* _LISTED ENTRIES_:

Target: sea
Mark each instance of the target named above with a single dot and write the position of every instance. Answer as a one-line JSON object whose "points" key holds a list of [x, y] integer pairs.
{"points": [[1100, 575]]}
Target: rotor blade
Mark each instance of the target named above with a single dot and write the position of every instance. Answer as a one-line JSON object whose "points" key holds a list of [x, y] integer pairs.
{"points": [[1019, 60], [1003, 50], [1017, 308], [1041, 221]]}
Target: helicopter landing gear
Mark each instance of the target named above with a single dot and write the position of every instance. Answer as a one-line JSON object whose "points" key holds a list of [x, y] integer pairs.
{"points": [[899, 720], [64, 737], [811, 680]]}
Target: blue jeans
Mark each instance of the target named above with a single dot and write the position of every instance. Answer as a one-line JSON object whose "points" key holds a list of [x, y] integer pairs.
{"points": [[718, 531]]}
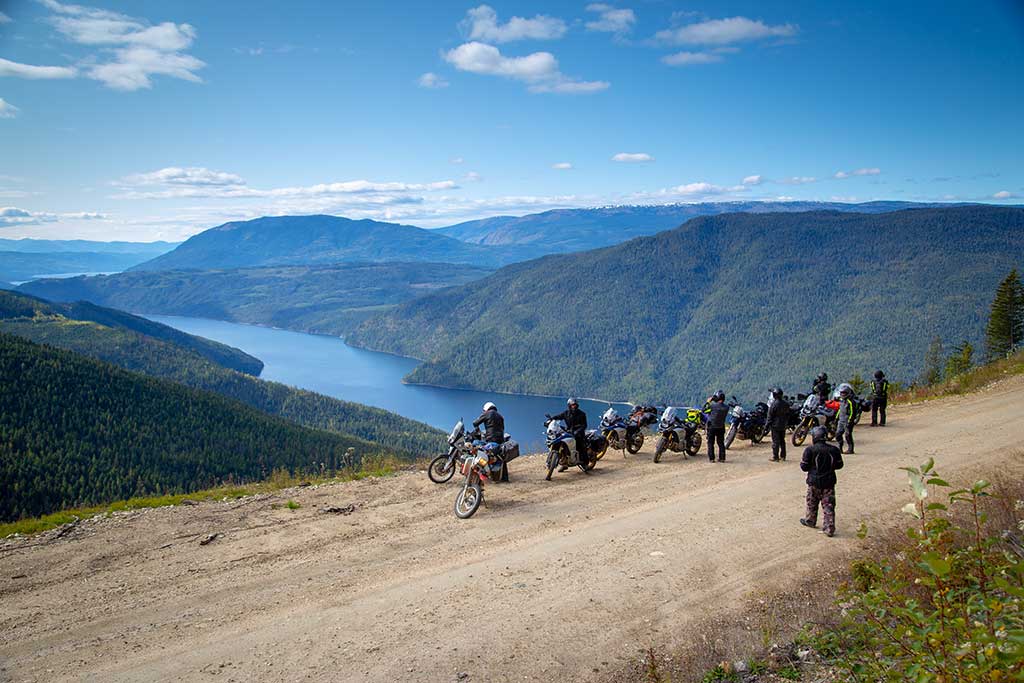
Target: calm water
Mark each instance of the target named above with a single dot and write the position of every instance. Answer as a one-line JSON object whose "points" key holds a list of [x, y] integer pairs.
{"points": [[328, 366]]}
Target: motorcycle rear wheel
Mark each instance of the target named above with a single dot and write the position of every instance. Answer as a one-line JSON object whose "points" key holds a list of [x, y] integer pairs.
{"points": [[730, 436], [468, 501], [436, 471]]}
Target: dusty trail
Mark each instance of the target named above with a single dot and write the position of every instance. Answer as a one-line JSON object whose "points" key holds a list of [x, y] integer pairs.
{"points": [[589, 568]]}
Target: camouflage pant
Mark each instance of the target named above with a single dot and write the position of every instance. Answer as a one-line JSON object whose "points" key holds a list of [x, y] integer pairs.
{"points": [[826, 497]]}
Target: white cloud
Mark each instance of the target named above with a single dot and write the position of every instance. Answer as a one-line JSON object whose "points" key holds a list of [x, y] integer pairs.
{"points": [[481, 24], [7, 111], [725, 32], [611, 19], [539, 70], [132, 50], [687, 58], [632, 157], [432, 81], [860, 171], [8, 68]]}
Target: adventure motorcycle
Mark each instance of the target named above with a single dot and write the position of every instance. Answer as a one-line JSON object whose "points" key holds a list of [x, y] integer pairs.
{"points": [[621, 434], [680, 431], [747, 424], [813, 414], [562, 447]]}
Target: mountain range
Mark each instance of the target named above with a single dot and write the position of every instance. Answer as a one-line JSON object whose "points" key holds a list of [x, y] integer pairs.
{"points": [[739, 301]]}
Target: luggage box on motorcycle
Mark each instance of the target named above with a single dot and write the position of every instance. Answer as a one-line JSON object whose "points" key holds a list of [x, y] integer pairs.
{"points": [[510, 451]]}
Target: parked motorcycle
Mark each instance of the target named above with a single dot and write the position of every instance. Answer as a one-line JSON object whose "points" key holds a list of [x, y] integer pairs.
{"points": [[460, 442], [747, 424], [813, 414], [562, 447], [621, 434], [680, 430]]}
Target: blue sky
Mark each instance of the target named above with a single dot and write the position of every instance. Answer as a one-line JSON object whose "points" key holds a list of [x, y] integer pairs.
{"points": [[150, 120]]}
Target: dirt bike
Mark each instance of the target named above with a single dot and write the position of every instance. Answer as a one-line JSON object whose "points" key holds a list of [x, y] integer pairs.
{"points": [[562, 447], [680, 432], [747, 424], [813, 414], [621, 434], [460, 443]]}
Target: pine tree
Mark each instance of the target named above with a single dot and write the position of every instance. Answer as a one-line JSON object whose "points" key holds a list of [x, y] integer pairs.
{"points": [[1006, 322], [933, 363], [961, 360]]}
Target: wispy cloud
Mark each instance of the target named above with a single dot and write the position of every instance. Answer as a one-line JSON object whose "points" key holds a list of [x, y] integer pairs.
{"points": [[632, 157], [481, 24], [860, 171], [7, 111], [431, 81], [725, 32], [610, 19], [539, 71], [689, 58]]}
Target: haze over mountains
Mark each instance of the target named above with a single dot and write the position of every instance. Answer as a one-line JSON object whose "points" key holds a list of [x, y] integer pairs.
{"points": [[739, 301]]}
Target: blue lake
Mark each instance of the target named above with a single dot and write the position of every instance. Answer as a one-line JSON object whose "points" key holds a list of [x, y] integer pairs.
{"points": [[328, 366]]}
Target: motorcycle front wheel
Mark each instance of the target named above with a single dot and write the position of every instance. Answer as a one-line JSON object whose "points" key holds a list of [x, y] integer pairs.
{"points": [[730, 436], [440, 469], [634, 443], [800, 433], [468, 501]]}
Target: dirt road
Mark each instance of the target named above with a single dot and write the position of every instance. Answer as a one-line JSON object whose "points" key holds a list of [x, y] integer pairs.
{"points": [[551, 581]]}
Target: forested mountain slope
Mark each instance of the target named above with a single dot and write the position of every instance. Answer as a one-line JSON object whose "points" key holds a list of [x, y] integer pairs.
{"points": [[738, 301], [132, 350], [78, 431], [318, 240], [327, 299]]}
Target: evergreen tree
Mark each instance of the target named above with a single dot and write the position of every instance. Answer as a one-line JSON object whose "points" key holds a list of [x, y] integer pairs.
{"points": [[1006, 322], [933, 363], [961, 360]]}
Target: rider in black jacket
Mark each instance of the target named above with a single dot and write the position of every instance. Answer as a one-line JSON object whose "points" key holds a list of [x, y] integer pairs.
{"points": [[576, 423]]}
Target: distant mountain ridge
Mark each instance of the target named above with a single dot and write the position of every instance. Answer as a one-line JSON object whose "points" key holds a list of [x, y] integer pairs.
{"points": [[565, 230], [317, 241], [739, 301]]}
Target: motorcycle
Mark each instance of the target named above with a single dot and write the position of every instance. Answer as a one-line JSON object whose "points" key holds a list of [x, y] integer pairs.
{"points": [[460, 443], [562, 447], [621, 434], [747, 424], [813, 414], [680, 432]]}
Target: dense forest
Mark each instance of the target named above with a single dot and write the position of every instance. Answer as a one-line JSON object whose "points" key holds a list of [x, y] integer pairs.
{"points": [[132, 350], [78, 431], [738, 301], [329, 299]]}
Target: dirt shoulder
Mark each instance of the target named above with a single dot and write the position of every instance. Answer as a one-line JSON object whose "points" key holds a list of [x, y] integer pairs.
{"points": [[562, 580]]}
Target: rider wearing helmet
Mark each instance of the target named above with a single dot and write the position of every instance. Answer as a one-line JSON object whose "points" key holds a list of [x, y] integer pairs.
{"points": [[844, 418], [576, 423], [880, 398], [717, 413], [820, 462], [778, 421]]}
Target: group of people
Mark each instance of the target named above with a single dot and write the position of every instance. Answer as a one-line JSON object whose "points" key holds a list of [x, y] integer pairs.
{"points": [[820, 460]]}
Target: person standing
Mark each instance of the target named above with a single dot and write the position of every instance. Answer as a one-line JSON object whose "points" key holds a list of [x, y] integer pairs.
{"points": [[844, 418], [778, 422], [820, 462], [880, 398], [717, 412]]}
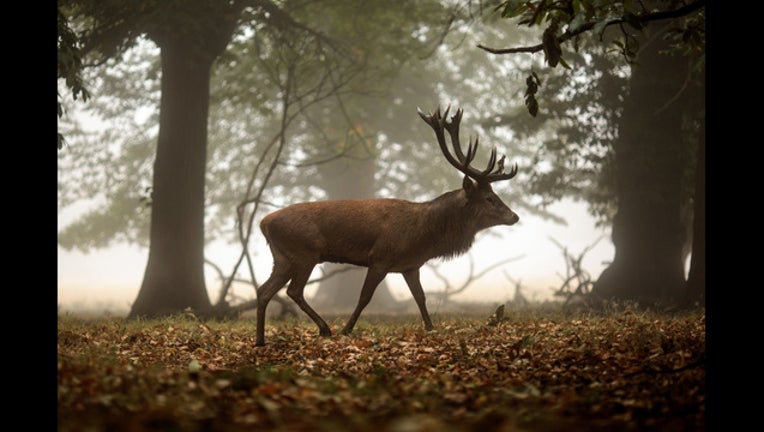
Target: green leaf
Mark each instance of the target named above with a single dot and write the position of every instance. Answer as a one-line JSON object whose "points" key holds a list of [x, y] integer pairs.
{"points": [[513, 8], [577, 21], [601, 24]]}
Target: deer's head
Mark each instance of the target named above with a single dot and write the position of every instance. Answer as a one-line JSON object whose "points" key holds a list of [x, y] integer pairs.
{"points": [[486, 207]]}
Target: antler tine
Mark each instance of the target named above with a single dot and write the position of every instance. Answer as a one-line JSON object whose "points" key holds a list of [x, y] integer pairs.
{"points": [[506, 176], [439, 123], [453, 130], [491, 163]]}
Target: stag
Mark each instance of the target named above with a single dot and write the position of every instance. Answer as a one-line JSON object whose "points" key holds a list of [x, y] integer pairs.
{"points": [[385, 235]]}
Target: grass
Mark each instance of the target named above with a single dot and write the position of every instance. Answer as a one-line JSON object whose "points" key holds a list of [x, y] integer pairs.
{"points": [[534, 370]]}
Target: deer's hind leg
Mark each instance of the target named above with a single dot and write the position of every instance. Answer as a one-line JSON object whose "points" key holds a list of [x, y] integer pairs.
{"points": [[295, 291], [279, 277]]}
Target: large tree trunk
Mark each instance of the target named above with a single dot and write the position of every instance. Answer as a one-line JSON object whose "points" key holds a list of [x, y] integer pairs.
{"points": [[696, 282], [647, 232], [174, 277]]}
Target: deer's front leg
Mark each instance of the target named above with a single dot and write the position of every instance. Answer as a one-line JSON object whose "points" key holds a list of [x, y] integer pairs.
{"points": [[412, 280], [373, 278]]}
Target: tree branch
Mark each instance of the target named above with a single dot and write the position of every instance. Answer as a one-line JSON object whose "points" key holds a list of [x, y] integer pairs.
{"points": [[567, 35]]}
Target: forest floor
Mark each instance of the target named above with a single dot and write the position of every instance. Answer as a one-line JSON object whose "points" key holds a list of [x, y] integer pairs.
{"points": [[622, 371]]}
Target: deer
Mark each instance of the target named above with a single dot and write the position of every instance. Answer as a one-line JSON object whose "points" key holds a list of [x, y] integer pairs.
{"points": [[385, 235]]}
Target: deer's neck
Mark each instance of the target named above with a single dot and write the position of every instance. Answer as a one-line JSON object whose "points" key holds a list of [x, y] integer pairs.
{"points": [[449, 231]]}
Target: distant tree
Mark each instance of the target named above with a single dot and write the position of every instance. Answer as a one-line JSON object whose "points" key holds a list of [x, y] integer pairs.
{"points": [[664, 42], [69, 65], [192, 37]]}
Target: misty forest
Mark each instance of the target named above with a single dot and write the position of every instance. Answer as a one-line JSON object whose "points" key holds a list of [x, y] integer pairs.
{"points": [[343, 141]]}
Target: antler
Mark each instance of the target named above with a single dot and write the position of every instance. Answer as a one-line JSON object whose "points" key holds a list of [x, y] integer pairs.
{"points": [[461, 162]]}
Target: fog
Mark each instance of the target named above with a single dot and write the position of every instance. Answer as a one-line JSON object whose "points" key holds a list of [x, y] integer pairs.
{"points": [[107, 280]]}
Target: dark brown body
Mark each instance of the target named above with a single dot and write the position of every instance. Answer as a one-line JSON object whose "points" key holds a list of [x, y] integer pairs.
{"points": [[385, 235]]}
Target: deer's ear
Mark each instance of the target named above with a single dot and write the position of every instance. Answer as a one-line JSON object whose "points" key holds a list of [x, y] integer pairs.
{"points": [[469, 185]]}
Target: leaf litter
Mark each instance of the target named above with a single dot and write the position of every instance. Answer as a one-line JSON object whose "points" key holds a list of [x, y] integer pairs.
{"points": [[625, 371]]}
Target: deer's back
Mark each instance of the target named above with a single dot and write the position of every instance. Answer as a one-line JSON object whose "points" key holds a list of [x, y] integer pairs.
{"points": [[347, 231]]}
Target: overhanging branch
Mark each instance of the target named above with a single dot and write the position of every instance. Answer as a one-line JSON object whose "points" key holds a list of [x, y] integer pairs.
{"points": [[567, 35]]}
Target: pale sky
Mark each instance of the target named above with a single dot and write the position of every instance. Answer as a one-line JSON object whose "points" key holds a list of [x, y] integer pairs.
{"points": [[110, 278]]}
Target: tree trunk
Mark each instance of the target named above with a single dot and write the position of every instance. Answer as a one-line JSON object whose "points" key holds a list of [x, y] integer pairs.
{"points": [[647, 232], [696, 282], [174, 277]]}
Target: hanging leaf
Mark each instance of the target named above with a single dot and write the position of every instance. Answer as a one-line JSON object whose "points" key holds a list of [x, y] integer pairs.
{"points": [[532, 83], [552, 50], [633, 20]]}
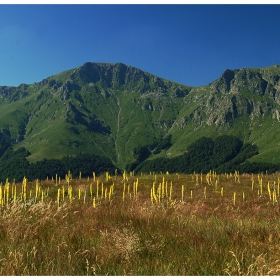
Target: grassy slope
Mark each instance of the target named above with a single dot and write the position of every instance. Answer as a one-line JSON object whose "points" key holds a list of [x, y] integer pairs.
{"points": [[45, 119]]}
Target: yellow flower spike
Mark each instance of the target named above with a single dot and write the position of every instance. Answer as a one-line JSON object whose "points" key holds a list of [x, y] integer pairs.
{"points": [[268, 190], [90, 190], [166, 189], [97, 188], [58, 196], [170, 191], [159, 192], [85, 195], [63, 192]]}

* _TASK REQUIREMENTS_: Pick every line containing the word "deer" out of the material, and copy those lines.

* _TASK RESPONSE_:
Target: deer's head
Target: deer's hind leg
Target: deer's front leg
Target: deer
Target: deer's neck
Target: deer's ear
Target: deer's back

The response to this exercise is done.